§ EXCERTO:
Doutorada em Ciências da Comunicação pela Universidade Nova de Lisboa, Paula Cordeiro começou a sua carreira na rádio (Rádio Marginal), sendo esta uma das suas grandes paixões. Professora de rádio e meios digitais na Universidade de Lisboa (ISCSP), Paula Cordeiro é, ainda, a fundadora do projeto Urbanista e provedora do ouvinte na RTP, sendo a mais jovem e a primeira mulher neste cargo.
Para a ACTIVA, falou sobre as redes sociais, a importância que assumiram em tão poucos anos nas nossas vidas, a questão de se tornarem uma forma de adição e a forma como devemos gerir a sua presença no nosso quotidiano.
1. Estamos a deixar de viver a ‘vida real’ para passarmos a estar dentro de uma espécie de ficção que criamos para termos posts ‘giros’ no Facebook? Somos o que postamos ou postamos o que somos, afinal?
Penso que as duas realidades coexistem. Não deixámos de viver a vida “real”, apesar de a transpormos constantemente para o Facebook. Não acredito que estejamos a viver uma espécie de ficção, mas preocupamo-nos bastante com o que mostramos nos sites de redes sociais, especialmente o Facebook, aquele que tem maior notoriedade e número de utilizadores em Portugal. A tendência é para nos mostrar “em bom”, como se a vida fosse apenas colorida e positiva. Ou para procurarmos apoio, quando mostramos as nossas fragilidades ou momentos de perda (morte de familiares, por exemplo). Somos muito do que postamos e postamos aquilo que somos, apesar de postarmos apenas parte daquilo que verdadeiramente somos. Mostramos mais quem somos quando comentamos os posts dos outros…
2. O que nos dão as redes sociais que, em poucos anos, se tornou tão essencial à nossa vida?
Dão-nos muito daquilo que falta na vida real: proximidade, reconhecimento, sentimento de pertença. Anulam a solidão que grassa na sociedade moderna. Na verdade, muitas relações são verdadeiramente solitárias porque lhes falta aquilo que todos os seres humanos procuram, a partilha.

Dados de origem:
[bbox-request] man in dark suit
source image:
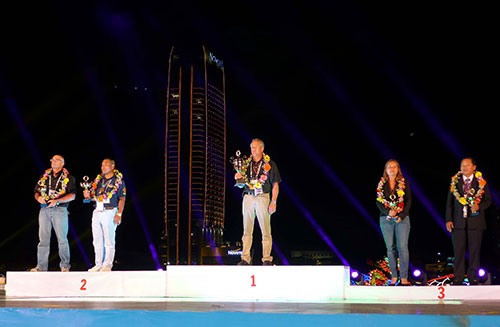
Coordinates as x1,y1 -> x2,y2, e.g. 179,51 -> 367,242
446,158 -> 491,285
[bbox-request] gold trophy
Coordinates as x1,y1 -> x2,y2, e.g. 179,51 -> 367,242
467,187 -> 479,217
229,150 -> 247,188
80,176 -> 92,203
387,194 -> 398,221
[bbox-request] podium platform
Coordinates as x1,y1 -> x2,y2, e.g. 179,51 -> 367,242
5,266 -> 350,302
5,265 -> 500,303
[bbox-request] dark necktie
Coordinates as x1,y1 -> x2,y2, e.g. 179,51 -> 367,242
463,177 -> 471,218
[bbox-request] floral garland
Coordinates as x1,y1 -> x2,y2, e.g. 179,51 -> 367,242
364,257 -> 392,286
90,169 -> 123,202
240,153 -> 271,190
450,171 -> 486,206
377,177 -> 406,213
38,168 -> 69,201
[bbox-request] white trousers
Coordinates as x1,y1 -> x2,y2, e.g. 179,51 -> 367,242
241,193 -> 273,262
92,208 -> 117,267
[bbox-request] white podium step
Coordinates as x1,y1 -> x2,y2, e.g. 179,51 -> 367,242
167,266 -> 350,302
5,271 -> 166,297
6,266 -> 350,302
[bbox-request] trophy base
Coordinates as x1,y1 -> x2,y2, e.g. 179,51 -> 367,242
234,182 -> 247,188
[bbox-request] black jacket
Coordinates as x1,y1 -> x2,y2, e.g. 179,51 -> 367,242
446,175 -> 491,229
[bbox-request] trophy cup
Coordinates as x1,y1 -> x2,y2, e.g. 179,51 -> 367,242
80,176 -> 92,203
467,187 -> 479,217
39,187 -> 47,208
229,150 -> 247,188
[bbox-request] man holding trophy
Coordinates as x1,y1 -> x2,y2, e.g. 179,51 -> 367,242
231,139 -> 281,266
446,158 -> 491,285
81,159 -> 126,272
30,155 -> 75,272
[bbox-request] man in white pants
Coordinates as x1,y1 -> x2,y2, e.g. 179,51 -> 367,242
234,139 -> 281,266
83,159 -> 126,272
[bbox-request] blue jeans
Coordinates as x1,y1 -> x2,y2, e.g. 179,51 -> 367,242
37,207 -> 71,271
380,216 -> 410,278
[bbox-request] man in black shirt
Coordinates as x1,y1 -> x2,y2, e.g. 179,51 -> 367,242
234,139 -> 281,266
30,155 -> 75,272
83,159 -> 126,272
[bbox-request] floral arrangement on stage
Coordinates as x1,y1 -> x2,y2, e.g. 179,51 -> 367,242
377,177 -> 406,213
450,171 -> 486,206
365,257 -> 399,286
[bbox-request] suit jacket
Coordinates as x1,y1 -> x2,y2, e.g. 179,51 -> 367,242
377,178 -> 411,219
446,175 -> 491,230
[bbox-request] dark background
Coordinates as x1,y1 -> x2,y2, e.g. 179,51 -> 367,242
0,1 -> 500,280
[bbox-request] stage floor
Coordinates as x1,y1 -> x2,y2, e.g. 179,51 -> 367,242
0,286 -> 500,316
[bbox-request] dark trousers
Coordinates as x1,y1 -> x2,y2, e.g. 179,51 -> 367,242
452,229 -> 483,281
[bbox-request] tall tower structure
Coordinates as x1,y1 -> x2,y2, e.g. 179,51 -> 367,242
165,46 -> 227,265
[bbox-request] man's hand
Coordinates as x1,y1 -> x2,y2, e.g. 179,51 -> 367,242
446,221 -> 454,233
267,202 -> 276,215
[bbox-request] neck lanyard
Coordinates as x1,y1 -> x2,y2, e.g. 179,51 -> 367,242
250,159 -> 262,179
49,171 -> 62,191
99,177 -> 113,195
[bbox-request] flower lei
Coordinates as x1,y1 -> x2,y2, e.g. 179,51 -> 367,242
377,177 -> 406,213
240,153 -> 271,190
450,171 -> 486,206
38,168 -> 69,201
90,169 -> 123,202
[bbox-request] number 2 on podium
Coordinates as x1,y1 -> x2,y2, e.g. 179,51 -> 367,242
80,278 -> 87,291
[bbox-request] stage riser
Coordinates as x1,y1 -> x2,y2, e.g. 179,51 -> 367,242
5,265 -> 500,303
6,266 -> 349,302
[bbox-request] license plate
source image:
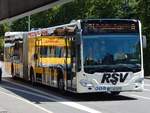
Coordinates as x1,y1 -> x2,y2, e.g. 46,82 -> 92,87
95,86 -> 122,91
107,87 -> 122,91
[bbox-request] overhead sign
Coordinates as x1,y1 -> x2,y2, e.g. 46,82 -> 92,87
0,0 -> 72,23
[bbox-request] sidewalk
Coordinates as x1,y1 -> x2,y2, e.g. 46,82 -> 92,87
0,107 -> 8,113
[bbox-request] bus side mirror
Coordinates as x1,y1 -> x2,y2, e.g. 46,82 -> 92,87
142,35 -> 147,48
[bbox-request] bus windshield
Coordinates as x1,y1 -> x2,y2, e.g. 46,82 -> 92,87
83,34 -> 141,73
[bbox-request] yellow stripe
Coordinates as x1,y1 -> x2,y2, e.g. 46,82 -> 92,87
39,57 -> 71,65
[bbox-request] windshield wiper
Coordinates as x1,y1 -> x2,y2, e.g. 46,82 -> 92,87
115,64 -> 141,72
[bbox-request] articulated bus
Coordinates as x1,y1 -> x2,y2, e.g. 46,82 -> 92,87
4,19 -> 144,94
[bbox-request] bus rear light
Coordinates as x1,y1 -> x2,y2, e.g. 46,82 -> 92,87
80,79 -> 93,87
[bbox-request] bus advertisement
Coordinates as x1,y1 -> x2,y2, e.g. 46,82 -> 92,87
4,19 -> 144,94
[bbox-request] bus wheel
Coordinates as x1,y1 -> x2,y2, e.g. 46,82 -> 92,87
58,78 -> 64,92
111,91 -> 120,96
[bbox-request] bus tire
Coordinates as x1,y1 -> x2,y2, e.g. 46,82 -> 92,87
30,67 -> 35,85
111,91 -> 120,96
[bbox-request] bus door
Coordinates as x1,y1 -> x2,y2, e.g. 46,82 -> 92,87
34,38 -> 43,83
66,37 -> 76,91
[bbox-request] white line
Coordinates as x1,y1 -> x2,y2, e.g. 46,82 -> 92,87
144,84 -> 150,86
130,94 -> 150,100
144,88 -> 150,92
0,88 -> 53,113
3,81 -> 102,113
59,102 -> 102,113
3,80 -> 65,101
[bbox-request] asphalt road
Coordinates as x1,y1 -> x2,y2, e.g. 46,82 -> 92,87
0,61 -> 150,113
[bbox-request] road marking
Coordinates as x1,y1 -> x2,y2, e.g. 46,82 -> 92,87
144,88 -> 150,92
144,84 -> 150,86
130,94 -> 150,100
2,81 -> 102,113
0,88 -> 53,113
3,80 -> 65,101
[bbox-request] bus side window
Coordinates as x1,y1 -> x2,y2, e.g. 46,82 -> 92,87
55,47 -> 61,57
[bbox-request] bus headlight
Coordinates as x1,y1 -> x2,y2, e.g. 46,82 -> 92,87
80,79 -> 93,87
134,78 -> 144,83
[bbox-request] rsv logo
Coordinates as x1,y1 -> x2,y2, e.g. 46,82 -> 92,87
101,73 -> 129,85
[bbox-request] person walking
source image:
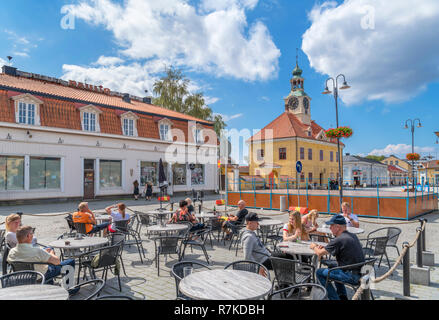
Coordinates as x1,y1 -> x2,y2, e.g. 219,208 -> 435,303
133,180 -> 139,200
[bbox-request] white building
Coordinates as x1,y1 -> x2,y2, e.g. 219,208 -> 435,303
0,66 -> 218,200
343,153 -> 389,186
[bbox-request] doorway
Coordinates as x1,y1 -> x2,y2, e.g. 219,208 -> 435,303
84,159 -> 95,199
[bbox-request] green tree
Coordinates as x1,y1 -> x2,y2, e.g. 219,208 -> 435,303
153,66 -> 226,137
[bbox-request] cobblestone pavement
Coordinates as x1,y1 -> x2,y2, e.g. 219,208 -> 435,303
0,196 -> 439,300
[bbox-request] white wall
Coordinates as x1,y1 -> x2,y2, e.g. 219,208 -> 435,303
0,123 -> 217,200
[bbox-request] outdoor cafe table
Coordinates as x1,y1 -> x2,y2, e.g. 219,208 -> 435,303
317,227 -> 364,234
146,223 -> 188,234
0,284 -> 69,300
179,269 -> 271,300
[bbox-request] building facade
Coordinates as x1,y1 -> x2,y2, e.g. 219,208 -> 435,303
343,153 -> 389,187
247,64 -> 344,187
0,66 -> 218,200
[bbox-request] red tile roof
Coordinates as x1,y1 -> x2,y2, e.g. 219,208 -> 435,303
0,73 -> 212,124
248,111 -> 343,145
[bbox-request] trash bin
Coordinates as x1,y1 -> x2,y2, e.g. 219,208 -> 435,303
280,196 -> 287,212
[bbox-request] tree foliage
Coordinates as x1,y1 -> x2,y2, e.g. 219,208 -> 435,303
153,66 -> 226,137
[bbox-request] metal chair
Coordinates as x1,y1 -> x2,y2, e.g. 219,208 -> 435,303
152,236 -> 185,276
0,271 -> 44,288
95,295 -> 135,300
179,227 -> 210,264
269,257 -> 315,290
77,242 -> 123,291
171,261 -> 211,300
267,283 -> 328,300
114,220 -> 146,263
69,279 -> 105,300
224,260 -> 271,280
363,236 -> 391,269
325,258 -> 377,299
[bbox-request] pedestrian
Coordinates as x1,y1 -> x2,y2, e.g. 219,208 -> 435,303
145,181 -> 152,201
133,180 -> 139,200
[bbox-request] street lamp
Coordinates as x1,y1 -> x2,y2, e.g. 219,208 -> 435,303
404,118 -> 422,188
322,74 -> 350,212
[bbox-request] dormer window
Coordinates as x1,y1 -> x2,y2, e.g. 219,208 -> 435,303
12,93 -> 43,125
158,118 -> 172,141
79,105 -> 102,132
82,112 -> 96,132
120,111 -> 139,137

* * *

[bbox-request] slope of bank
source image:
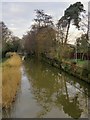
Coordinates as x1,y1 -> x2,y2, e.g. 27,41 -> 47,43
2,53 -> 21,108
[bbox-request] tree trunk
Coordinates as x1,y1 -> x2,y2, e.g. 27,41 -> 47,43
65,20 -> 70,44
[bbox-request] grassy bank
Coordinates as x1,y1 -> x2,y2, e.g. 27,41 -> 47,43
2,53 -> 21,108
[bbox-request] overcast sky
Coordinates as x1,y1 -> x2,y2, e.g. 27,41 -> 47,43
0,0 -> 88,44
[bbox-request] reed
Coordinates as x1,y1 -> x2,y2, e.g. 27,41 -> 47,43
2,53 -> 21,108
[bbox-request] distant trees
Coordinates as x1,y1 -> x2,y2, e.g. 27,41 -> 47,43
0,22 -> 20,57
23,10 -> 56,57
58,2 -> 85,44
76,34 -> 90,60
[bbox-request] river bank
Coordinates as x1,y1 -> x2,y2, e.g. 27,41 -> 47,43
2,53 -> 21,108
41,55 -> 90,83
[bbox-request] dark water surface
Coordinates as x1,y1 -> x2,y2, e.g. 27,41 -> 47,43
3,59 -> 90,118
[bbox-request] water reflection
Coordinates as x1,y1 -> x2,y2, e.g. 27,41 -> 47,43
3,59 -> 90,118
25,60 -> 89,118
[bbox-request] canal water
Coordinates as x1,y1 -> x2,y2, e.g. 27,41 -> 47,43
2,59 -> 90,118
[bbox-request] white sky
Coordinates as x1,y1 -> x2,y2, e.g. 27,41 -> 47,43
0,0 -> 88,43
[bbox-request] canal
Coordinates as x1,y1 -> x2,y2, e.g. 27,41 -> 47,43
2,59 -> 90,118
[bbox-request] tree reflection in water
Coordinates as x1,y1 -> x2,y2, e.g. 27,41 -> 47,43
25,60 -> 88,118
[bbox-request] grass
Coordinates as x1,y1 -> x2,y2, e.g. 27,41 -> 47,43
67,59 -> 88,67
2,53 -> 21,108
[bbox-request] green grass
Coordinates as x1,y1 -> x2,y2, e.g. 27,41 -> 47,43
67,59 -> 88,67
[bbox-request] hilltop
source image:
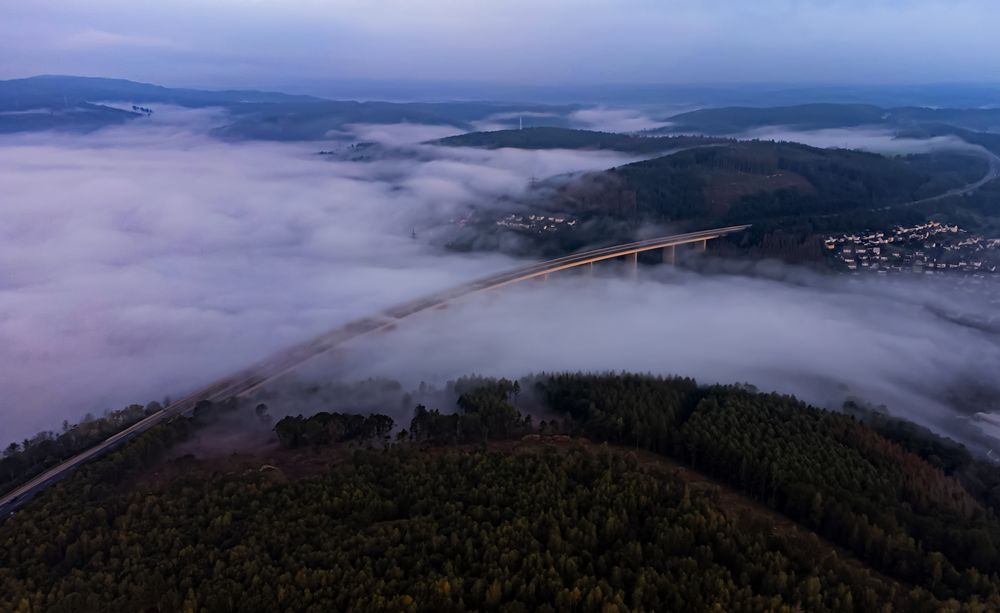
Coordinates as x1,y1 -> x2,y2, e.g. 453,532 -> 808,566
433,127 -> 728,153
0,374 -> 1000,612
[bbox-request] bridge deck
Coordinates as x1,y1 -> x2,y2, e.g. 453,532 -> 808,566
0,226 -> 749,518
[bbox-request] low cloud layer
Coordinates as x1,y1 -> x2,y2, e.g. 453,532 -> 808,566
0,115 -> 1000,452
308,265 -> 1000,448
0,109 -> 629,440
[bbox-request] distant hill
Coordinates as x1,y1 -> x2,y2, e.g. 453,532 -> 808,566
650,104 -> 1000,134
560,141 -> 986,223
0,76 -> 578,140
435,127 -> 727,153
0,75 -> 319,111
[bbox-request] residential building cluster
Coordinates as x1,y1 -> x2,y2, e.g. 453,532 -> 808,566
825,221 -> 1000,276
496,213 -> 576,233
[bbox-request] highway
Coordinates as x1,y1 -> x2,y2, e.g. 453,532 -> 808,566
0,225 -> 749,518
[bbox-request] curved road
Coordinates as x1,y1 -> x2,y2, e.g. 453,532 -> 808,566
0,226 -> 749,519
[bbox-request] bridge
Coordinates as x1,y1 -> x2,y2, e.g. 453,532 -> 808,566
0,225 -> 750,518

§ INSTRUÇÕES:
A – Redimensiona as coordenadas dos registos a começar na linha que contém "[bbox-request] road marking" e até à linha que contém "343,153 -> 389,186", ambas incluídas: reproduz todas essas linhas, multiplica por 2,1 cada coordenada das respostas, arredonda ao inteiro mais próximo (as metades para cima) e deixa o resto igual. Deixa as imagens de fora.
B – Prolonga a entrevista sobre as redes sociais a partir do ponto em que o texto termina.
O texto e os registos não têm qualquer relação entre si.

§ RESPOSTAS:
A –
[bbox-request] road marking
Coordinates as x1,y1 -> x2,y2, e.g. 46,82 -> 92,87
302,185 -> 315,193
302,176 -> 315,181
273,197 -> 315,210
4,170 -> 214,237
0,185 -> 111,237
6,168 -> 137,212
[bbox-request] bus side window
Coordinates as x1,y1 -> x2,y2, e.g. 46,82 -> 92,87
116,99 -> 128,120
[bbox-request] bus headlight
Coordinates as x1,y1 -> x2,y2, e.g. 46,82 -> 92,87
168,166 -> 195,183
281,164 -> 302,174
[bbox-request] rsv logo
Coordinates as x1,y1 -> x2,y2, e.g. 46,82 -> 92,87
212,153 -> 271,179
[bbox-request] person walking
source image:
Coordinates as x1,y1 -> x2,y2, e.g. 219,208 -> 435,303
279,378 -> 292,420
[bbox-request] white building
Coordinates as x1,y1 -> x2,y2, e.g. 219,208 -> 435,303
0,139 -> 458,420
720,321 -> 817,391

B –
Não nos esqueçamos de que há menos de 10 anos o Facebook não tinha a popularidade que tem hoje. Numa década, a nossa relação com o mundo mudou ao ponto de, hoje, se fazer também através deste site de rede social. Passamos parte do nosso tempo a fazer likes, a escrever posts, a partilhar conteúdos cuja origem não nos preocupamos em decifrar. Adaptámo-nos rapidamente a um novo contexto que nos gratifica de forma quase imediata. No Facebook conseguimos ter interacção social, podemos informar-nos e expressar as nossas opiniões, partilhamos informação, passamos o tempo enquanto nos entretemos, relaxamos quando não temos mais nada para fazer ou depois de um dia esgotante, permite-nos comunicar com os amigos, numa espécie de conversa que ocorre por escrito, recorrendo a todo o tipo de simbologias para imitar as expressões faciais e corporais. Acima de tudo, satisfaz-nos porque pensamos que nos mantemos em contacto com a nossa rede social do mundo real. Melhor, dá-nos a sensação de que sabemos (quase) tudo sobre a vida dos outros. E, por natureza, somos muito curiosos…
3. Podemos falar de adição? Quais os sinais de que estamos ‘agarrados’
Penso que sim. Na generalidade há apenas uma utilização excessiva, embora em alguns casos possamos falar de vício. A natureza dos sites de redes sociais é viciante. A maior parte das pessoas está online a maior parte do dia, recebe notificações que as informam sobre o que vai acontecendo na rede e interage constantemente. Há estudos que nos dão alguma informação sobre as razões pelas quais as pessoas não conseguem desligar. Uma das principais chama-se FOMO – Fear of Missing Out – que é um receio muito comum a todos nós, relacionado com a integração social. Ninguém gosta de ficar de fora ou não ser convidado para uma festa, não é? Isso é o FOMO, o medo de ficar de fora que, no caso do Facebook e outros sites deste género, se amplia porque temos receio de não acompanhar as conversas que decorrem neste contexto, o que significa, para essas pessoas, ficar de fora. Quase o mesmo que não ser convidado para a festa… Na verdade, temos um perfil no Facebook porque… Todas as pessoas têm. Os nossos colegas, os nossos amigos, a nossa família. Não participar é estar efectivamente fora da rede e do que lá se passa.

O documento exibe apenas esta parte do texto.